(Try it):
Output, exactly as written, the lines below starting at the line containing "Target: vertical rope" and ending at the line containing "Target: stone ravine wall". Drop the pictures and keep both end lines.

(Recorded information):
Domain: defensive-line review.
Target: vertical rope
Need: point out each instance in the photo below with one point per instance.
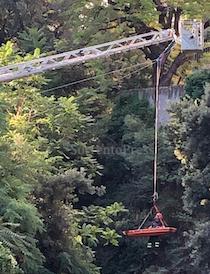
(157, 87)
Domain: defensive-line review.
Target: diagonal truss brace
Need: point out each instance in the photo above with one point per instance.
(53, 62)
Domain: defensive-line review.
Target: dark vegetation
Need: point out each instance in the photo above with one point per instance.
(76, 162)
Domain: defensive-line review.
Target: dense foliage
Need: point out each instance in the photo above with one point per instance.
(76, 155)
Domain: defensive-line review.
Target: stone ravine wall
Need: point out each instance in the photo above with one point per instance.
(167, 96)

(Result for this exercise):
Target: vertical rope
Need: point out each instance in the photo below with one point per instance.
(157, 87)
Domain: defensive-line review.
Target: diagonal truss brace
Need: point out each instance in the photo above with one point per instance.
(53, 62)
Domain: defensive-line review.
Target: dark vegetation
Need: point out each instance in the photo above with one point per instance.
(76, 162)
Domain: defensive-line review.
Target: dense foliage
Need: point out each instance in the photo above with one point per instance.
(76, 155)
Domain: defensive-line review.
Target: stone ravine wall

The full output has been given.